Exercise prompt: Once the images are set aside, print the remaining lines below exactly.

-- Opening Marker --

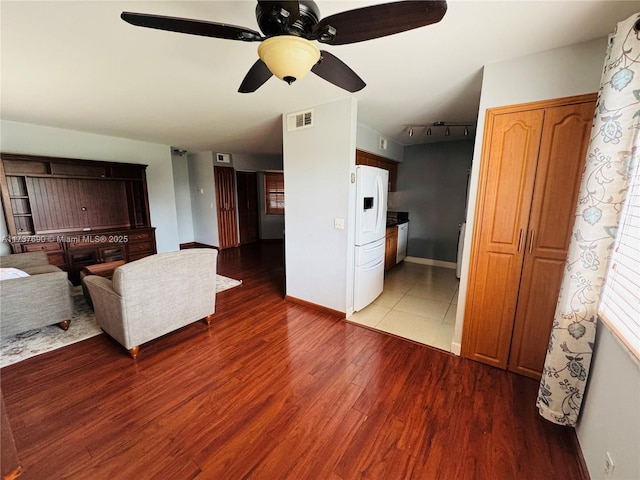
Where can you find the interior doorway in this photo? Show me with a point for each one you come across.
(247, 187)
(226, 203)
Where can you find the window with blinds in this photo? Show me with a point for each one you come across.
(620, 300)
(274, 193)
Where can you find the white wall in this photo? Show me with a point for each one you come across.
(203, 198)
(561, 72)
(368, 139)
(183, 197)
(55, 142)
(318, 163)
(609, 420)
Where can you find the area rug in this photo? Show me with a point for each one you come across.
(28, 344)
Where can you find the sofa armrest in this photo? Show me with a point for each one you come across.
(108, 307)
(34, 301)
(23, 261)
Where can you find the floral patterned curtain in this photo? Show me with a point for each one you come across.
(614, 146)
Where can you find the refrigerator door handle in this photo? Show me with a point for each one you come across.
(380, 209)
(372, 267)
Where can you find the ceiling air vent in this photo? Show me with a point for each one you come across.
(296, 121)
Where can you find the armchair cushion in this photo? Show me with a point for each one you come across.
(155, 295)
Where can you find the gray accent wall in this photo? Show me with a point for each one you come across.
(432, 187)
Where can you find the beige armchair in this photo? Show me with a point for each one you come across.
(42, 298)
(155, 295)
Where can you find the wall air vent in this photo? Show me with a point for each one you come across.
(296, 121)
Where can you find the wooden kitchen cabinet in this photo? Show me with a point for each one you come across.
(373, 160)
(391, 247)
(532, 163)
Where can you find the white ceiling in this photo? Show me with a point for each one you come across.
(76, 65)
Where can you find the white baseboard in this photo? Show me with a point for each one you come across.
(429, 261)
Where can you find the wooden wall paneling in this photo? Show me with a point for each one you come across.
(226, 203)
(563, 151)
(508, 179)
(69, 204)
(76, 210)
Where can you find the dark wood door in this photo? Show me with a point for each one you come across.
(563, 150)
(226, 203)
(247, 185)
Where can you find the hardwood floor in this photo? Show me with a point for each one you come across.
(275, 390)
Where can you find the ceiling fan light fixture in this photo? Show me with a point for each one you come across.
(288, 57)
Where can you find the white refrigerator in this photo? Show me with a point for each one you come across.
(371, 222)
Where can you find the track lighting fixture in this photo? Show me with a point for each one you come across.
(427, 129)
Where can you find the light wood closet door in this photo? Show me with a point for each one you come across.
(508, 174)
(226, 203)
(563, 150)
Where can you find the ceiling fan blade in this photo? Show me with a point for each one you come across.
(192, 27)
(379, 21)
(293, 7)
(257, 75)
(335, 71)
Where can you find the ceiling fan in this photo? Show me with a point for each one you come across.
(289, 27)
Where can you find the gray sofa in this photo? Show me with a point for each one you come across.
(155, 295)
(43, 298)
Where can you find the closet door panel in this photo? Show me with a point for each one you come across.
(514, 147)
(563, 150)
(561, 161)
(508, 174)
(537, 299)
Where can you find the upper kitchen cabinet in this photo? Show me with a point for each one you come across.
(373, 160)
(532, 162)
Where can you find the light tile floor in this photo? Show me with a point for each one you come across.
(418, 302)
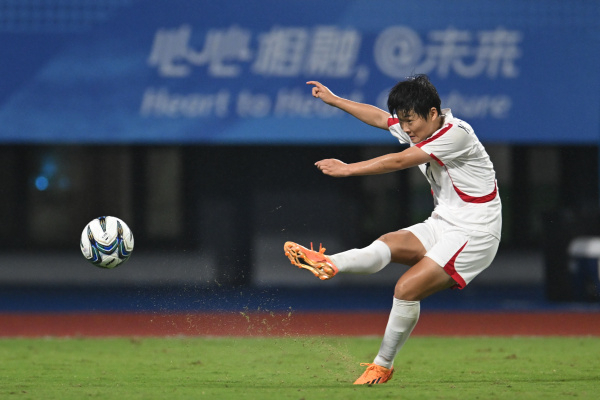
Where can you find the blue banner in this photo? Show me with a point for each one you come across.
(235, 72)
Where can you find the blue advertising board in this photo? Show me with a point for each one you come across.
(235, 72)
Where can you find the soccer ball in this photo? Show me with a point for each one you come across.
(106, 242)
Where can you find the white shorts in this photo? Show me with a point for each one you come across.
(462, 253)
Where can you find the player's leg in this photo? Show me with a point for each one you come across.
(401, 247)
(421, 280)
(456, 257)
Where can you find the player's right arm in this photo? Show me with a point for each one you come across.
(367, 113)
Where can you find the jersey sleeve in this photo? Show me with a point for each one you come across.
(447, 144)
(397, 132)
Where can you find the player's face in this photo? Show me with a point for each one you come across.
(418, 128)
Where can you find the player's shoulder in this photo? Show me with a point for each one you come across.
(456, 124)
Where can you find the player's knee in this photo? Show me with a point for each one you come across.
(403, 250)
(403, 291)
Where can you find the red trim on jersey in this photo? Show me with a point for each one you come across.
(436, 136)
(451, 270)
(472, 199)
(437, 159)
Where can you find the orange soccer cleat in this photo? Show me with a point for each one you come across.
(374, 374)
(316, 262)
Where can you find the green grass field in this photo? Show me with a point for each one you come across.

-- Closing Marker --

Reply:
Where can you find the interior doorway in this photo? Show me with a point for each one you come across.
(247, 187)
(226, 203)
Where can you find the window with blinds in this photo? Show me with a point for each one you come across.
(620, 300)
(274, 193)
Where can you find the white wall in this photo? Show me with a point for each one you come across.
(203, 198)
(561, 72)
(368, 139)
(183, 197)
(55, 142)
(318, 163)
(609, 420)
Where can you find the area rug in this photo? Show me with a point for each one you come across.
(28, 344)
Where can you find the sofa armrest in this photo? Show me with a point for each one you come across.
(108, 307)
(34, 301)
(23, 261)
Where can you find the floral patterned curtain in this photo? Show me with a point for each one you come across.
(614, 146)
Where can you find the refrigerator door handle in this photo? Show me with a point for each one you come across.
(380, 209)
(372, 267)
Where can you find the ceiling air vent in this photo? Show me with a point for each one you come across.
(296, 121)
Where can you find the armchair cushion in this photo? Show me with a point for each one you come across.
(155, 295)
Where can you find the gray accent wall in this photo? Show me with a point for each one you come across.
(432, 187)
Where can you find the beige armchair in this photo? Show me with a point for each one you come across.
(42, 298)
(155, 295)
Where can you find the wall air vent in this photo? Show me with a point for each one you come across.
(296, 121)
Where can you find the wooden kitchen cabinet in this photo? Show me with a point for each one you come across.
(373, 160)
(391, 247)
(532, 163)
Where can you find the white ceiling in this photo? Show me with a point for each one you come across.
(76, 65)
Where can you find the white baseboard in this photo? Show me with a point for each one you come across.
(429, 261)
Where can you find the wooden wall paneling in this photo? Show me with a point for each one you come across.
(226, 203)
(563, 151)
(508, 179)
(69, 204)
(76, 210)
Where can you find the dark wood door in this photo? Show me with a point for each one you come across.
(563, 150)
(226, 203)
(247, 185)
Where can you find the hardwood floor in this photo? Show me with a point for each one you come across.
(275, 390)
Where can you find the ceiling fan light fixture in this photo? Show me with a point for each one you come across.
(288, 57)
Where can you find the white refrigerator in this photo? Show me with a point for each one you come across.
(371, 222)
Where can you find the track lighting fixture in this photo? Show me with a point for each one you come across.
(427, 129)
Where can you find the light wood closet door in this photo? Show me with a point for each one you come across.
(508, 174)
(226, 203)
(563, 150)
Where can you find the ceiling fan blade in this photo? Show me with a point for each one you come across.
(192, 27)
(379, 21)
(293, 7)
(257, 75)
(335, 71)
Where can you find the ceiling fan in this photo? Show me with a point for each one you come across.
(289, 27)
Where can you find the gray sofa in this photo? Show me with a point for each one you come across.
(155, 295)
(43, 298)
Where can you find the closet door panel in this photo? Show me with a point for each one you come across.
(514, 147)
(563, 150)
(561, 161)
(508, 174)
(537, 299)
Where can you find the upper kitchen cabinet in this photo? Show me with a point for each one you come across.
(373, 160)
(532, 162)
Where can you find the light tile floor in this photo? Show me with a point for each one you come across.
(418, 302)
Where can you find the blue banner in this photo? Show me with a point for each one you come across.
(235, 72)
Where can you find the blue advertising board in this photo? Show me with a point for each one you come across.
(235, 72)
Where can you find the soccer ball in this photo? Show me with a point for each one you come across.
(106, 242)
Where can you find the white shorts in this photo? Show me with a point for each one you come across.
(462, 253)
Where can you find the player's leg in this photo? Show me with a point for each one you come across.
(401, 247)
(421, 280)
(456, 257)
Where can you find the player's right arm in this photo? Show me with a point for each one you come across.
(367, 113)
Where can you find the jersey sleeve in this photo? Show me with a point for each one you come across.
(447, 144)
(397, 132)
Where can you find the player's face in this photo? Show me with a point for each one you come across.
(418, 128)
Where can you find the player's shoulder in this photo? Show me with a point for each one you come across.
(456, 124)
Where can you find the player's knee in this photo? Show me with a point for each one you come across.
(403, 250)
(403, 291)
Where can you find the red trim on jersey in this photo? Show me with a point for each one you come across.
(436, 136)
(451, 270)
(472, 199)
(437, 159)
Where can you find the orange soccer cleat in this photo? Show me with a point for each one you come across.
(374, 374)
(316, 262)
Where can you find the green grass field in this photo? Show me with a point for each one you come across.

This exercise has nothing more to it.